● **EXERCISE INPUTS**

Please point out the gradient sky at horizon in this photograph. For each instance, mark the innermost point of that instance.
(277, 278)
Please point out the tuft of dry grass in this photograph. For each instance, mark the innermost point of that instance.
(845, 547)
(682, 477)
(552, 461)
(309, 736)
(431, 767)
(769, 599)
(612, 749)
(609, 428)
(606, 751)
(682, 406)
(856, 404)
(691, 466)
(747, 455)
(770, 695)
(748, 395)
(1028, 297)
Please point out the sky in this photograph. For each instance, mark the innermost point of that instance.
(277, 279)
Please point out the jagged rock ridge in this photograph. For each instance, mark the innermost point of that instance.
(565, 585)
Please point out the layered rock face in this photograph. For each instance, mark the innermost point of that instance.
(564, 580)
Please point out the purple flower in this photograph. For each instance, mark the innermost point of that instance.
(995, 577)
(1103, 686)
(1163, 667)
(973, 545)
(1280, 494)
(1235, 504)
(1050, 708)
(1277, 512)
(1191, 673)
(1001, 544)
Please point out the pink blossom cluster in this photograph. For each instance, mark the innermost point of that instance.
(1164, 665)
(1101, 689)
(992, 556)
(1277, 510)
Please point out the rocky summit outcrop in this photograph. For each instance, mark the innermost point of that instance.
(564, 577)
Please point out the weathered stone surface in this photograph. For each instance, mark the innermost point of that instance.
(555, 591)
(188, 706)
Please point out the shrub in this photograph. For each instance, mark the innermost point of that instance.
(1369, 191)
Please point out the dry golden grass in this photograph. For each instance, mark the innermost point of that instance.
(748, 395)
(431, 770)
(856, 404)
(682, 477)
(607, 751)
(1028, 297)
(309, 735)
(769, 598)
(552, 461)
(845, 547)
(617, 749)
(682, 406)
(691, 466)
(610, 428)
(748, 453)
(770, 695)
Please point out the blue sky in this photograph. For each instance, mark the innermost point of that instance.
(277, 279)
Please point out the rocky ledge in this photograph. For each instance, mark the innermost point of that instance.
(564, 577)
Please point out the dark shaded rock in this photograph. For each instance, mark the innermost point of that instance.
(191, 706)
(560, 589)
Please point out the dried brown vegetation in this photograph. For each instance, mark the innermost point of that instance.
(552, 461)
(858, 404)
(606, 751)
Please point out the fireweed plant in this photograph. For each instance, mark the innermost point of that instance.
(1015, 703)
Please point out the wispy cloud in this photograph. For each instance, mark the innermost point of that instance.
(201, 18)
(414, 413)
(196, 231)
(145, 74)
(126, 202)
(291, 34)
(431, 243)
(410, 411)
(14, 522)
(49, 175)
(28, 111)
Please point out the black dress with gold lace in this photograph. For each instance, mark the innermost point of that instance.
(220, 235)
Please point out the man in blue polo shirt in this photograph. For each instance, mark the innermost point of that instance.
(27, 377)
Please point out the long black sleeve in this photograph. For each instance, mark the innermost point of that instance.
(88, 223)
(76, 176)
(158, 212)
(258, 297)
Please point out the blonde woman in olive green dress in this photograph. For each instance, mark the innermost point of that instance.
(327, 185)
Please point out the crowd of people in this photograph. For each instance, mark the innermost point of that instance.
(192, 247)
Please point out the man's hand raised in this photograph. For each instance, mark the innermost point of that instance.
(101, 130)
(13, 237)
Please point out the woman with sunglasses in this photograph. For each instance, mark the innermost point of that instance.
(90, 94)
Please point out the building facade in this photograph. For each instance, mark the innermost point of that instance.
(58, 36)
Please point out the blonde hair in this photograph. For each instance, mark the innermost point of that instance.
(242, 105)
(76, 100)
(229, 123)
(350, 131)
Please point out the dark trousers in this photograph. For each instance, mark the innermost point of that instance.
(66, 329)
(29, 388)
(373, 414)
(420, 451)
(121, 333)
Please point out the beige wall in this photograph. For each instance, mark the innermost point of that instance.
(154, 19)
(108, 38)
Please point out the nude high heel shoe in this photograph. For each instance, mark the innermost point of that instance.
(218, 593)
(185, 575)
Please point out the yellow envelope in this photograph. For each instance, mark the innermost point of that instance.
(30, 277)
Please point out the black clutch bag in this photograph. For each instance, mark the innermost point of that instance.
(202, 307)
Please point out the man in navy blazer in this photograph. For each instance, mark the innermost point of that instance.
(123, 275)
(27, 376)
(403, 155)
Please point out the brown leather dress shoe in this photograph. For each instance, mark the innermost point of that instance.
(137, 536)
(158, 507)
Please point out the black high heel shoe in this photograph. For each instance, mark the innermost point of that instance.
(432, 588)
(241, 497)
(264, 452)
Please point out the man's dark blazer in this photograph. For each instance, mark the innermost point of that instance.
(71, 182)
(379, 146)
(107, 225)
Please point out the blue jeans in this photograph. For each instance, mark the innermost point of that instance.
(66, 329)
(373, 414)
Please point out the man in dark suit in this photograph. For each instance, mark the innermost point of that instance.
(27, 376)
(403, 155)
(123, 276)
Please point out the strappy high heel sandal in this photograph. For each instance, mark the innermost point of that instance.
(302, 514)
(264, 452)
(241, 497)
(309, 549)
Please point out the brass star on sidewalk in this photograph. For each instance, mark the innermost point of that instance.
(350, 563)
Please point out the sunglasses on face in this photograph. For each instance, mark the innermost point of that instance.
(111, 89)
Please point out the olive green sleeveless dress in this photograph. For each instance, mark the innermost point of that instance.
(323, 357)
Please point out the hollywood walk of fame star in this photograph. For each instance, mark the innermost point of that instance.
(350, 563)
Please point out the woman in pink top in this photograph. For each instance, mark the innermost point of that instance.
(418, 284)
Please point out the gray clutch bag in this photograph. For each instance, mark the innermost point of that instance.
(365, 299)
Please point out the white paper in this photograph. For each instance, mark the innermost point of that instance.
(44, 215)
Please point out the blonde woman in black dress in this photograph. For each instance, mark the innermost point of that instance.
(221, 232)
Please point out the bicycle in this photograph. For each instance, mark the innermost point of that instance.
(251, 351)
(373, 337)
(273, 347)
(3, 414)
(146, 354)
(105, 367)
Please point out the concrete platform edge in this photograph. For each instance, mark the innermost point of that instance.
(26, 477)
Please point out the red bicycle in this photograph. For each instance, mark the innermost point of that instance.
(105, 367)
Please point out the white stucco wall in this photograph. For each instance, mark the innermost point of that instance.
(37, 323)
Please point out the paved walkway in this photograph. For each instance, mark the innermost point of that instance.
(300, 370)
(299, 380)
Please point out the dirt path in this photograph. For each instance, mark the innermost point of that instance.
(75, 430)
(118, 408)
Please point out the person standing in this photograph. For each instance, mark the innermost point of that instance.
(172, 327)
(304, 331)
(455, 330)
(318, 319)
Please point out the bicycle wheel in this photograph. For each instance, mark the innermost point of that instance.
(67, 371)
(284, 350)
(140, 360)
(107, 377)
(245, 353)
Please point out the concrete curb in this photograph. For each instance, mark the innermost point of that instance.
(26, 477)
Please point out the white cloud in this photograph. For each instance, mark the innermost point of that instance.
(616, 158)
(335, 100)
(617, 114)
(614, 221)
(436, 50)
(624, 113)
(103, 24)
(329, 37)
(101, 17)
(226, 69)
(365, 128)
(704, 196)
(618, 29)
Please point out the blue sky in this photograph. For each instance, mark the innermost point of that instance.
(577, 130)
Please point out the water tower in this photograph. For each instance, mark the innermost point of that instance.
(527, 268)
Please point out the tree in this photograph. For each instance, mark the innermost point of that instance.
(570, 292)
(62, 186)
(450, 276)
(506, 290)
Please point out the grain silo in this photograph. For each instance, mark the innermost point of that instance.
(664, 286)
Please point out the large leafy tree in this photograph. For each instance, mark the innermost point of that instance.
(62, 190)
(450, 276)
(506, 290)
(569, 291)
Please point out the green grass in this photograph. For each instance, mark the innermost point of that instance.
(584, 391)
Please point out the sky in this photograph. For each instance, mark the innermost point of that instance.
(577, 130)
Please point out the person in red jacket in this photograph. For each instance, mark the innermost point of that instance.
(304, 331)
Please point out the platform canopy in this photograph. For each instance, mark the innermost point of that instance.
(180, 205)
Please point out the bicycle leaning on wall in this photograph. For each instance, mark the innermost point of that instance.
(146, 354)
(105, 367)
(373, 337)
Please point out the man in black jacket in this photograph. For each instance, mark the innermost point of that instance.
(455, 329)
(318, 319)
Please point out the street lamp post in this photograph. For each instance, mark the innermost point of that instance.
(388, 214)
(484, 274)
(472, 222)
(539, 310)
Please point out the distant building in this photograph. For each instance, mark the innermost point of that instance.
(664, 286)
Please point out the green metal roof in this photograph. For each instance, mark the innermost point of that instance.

● **WHAT THE EXERCISE ASKS**
Copy exactly the line containing "Please point out the water" and every line after it, ending with the last line of the records above.

● **OUTPUT BELOW**
Please point out the water tower in this photograph. For each instance, mark the innermost point of that instance.
(527, 268)
Please point out the tree in this photograph. For each instance, mark the innermost point of that instance.
(570, 292)
(62, 186)
(450, 276)
(506, 290)
Please point out the grain silo in this photograph. For each instance, mark the innermost point of that instance.
(664, 286)
Please point out the large leafy tree in this photograph. For each instance, mark the innermost point of that instance.
(62, 190)
(450, 276)
(506, 290)
(569, 291)
Please point out the green grass in this photograph. For each instance, mark the innermost point of that instance.
(584, 391)
Please point out the sky in this photograph. For each instance, mark the innermost point of that instance.
(577, 130)
Please point out the person in red jacket in this photograph. For each instance, mark the innermost point of that instance.
(304, 331)
Please point out the platform canopy in this photograph. For each instance, mark the innermost point of that instance.
(180, 205)
Please point out the bicycle leaning on wall in this photograph. For each instance, mark the innermost point of that instance.
(146, 354)
(105, 367)
(373, 337)
Please point out the man in black jacket in this photograph. For each instance, mark the innermost point of that instance.
(455, 329)
(318, 319)
Please point out the street lamp post in this photograph. For each instance, mark the innermost point of that instance.
(388, 214)
(484, 274)
(472, 222)
(539, 310)
Please point out the distant building in this photograph. For each instance, mark the innermost point of that instance.
(664, 286)
Please point out the green metal roof in this photograph. For each instance, mark the innermost point of that instance.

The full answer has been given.